Everything from the line containing "the dark car." to the last line of the listing below, inclusive, is what you should output, exactly as it appears.

:: DATASET EXCERPTS ::
== Segment start ==
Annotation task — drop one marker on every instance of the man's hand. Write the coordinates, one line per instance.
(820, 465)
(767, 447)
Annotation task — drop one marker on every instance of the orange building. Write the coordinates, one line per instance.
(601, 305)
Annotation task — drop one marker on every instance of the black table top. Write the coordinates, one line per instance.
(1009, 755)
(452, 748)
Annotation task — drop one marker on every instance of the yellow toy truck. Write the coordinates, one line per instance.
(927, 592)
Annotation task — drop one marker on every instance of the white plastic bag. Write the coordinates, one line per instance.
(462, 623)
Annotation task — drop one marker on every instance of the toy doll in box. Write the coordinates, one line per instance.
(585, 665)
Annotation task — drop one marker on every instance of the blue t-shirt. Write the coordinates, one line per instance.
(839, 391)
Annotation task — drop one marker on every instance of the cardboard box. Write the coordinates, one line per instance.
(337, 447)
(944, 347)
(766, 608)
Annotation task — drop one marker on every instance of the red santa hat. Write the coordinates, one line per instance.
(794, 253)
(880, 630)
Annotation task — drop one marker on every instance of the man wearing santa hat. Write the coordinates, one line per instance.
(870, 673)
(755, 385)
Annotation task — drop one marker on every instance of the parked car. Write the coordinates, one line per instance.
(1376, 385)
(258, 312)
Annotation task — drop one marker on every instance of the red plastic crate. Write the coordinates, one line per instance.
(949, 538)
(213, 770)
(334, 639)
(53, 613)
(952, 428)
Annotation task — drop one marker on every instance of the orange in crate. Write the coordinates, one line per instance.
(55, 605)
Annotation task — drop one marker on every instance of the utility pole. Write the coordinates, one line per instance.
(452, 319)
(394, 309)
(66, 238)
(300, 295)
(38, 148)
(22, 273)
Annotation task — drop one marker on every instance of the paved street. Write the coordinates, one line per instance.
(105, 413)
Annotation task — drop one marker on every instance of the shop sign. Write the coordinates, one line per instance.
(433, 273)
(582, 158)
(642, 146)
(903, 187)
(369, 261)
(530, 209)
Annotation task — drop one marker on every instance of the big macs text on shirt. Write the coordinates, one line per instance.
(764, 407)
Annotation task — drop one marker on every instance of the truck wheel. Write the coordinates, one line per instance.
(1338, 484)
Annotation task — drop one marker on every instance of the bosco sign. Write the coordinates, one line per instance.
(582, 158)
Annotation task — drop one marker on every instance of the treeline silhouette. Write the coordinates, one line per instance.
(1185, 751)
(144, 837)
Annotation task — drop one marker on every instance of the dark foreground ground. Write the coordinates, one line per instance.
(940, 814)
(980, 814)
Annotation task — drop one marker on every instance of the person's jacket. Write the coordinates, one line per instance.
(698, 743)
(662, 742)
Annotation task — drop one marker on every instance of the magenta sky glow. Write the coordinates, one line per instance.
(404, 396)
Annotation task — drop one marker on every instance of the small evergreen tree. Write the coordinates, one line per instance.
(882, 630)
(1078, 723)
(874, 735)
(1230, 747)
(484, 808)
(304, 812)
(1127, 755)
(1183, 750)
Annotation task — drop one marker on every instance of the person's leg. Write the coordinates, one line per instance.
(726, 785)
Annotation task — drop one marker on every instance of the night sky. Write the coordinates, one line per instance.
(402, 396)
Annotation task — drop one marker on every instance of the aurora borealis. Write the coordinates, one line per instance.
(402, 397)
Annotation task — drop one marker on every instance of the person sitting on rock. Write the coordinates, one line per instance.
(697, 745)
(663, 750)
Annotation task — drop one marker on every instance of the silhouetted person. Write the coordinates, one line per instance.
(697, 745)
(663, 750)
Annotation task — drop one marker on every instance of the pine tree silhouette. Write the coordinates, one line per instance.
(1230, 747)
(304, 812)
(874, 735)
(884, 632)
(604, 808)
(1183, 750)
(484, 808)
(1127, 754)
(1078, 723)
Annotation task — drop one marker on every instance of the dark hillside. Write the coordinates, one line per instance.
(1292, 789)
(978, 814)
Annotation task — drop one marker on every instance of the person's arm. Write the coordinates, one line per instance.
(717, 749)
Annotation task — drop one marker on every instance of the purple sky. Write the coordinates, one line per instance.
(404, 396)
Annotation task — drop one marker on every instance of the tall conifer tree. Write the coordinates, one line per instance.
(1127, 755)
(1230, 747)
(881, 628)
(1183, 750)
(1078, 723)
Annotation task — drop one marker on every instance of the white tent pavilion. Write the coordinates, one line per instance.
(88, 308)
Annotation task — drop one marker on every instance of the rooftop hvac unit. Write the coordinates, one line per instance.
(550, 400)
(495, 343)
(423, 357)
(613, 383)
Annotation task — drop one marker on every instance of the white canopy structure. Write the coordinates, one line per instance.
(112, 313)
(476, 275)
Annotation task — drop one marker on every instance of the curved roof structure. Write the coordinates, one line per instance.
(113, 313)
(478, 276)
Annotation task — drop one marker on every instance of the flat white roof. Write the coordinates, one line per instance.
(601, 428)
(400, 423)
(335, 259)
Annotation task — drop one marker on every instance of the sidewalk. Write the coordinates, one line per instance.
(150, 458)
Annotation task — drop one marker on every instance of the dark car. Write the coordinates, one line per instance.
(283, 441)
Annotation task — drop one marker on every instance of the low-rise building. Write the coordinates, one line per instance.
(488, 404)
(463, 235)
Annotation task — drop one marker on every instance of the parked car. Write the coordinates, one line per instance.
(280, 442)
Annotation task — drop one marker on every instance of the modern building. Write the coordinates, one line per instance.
== Segment end ==
:: TASK OUTPUT ::
Annotation task — drop one marker on every instance of the dark car. Write the coordinates, one line per instance.
(283, 441)
Annotation task — drop one marker on every instance of the low-rise building. Write the coordinates, one line per instance.
(488, 404)
(463, 235)
Annotation task — drop one marker on every instance of the parked car. Write the coordinates, one line per instance.
(280, 442)
Annotation task — drop one marker on every instance of the modern building. Write the coordinates, one line per instance.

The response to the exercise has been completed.